Kristin G. Congdon is an American artist, writer and a Professor Emerita of Philosophy and Humanities at the University of Central Florida.  In her work she focuses on folk art, art education, art history, and feminism. 
She is the founding director of the Cultural Heritage Alliance at the University of Central Florida (UCF), which supports research into folk arts and folk arts education. 
She has written or contributed to over a dozen books on folk arts and is on the Editorial Board of the journal Artizein: Arts and Teaching Journal. She has toured with her art in Florida.

Career 

Congdon received her Ph.D. from the University of Oregon in Art Education. She has contributed to several books and publications. She contributed several essays about Día de los Muertos to the book Of Corpse: Death and Humor in Folklore and Popular Culture by Peter Narvaez. Congdon co-wrote the book Happy Clouds, Happy Trees about Bob Ross, which was reviewed favorably by the Washington Post. Congdon contributed to the book Cassadaga: The South's Oldest Spiritualist Community. She has spoken and written about feminism in art education and other topics related to women in art.

Congdon and Tina Bucuvalas spent five years creating a traveling exhibition which is based on the book Just Above the Water: Florida Folk Art and toured with it in museums all over Florida, including at the St. Petersburg Museum of History.

Congdon is a Professor Emerita at the University of Central Florida.

####

● **GIVEN REQUEST 1**:
In the Congdon profile, what purpose does the Cultural Heritage Alliance at the University of Central Florida serve? Answer in one sentence.
● **GIVEN REQUEST 2**:
Reproduce everything in the Congdon profile from "She is the founding" down to "art in Florida.".

● **PROVIDED MATERIAL**:
####

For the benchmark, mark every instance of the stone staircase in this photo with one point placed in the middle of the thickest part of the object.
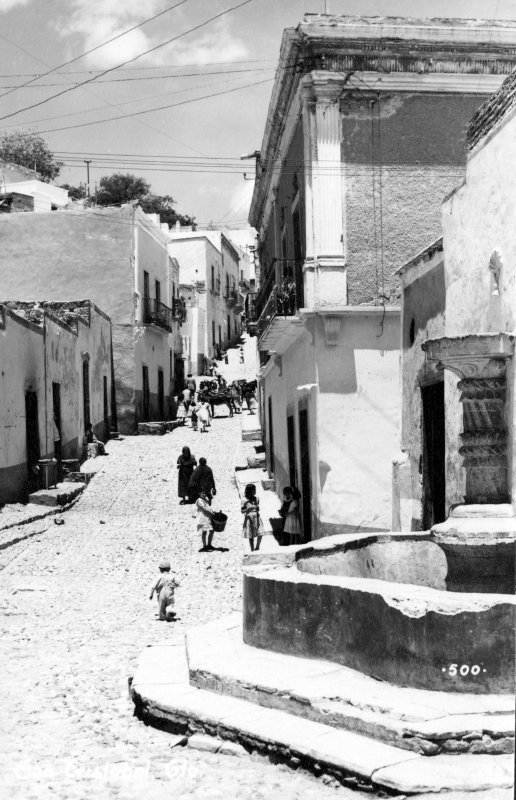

####

● **FULL SOLUTION 1**:
The Cultural Heritage Alliance, which Congdon founded at UCF, supports research into folk arts and folk arts education.

● **FULL SOLUTION 2**:
She is the founding director of the Cultural Heritage Alliance at the University of Central Florida (UCF), which supports research into folk arts and folk arts education. 
She has written or contributed to over a dozen books on folk arts and is on the Editorial Board of the journal Artizein: Arts and Teaching Journal. She has toured with her art in Florida.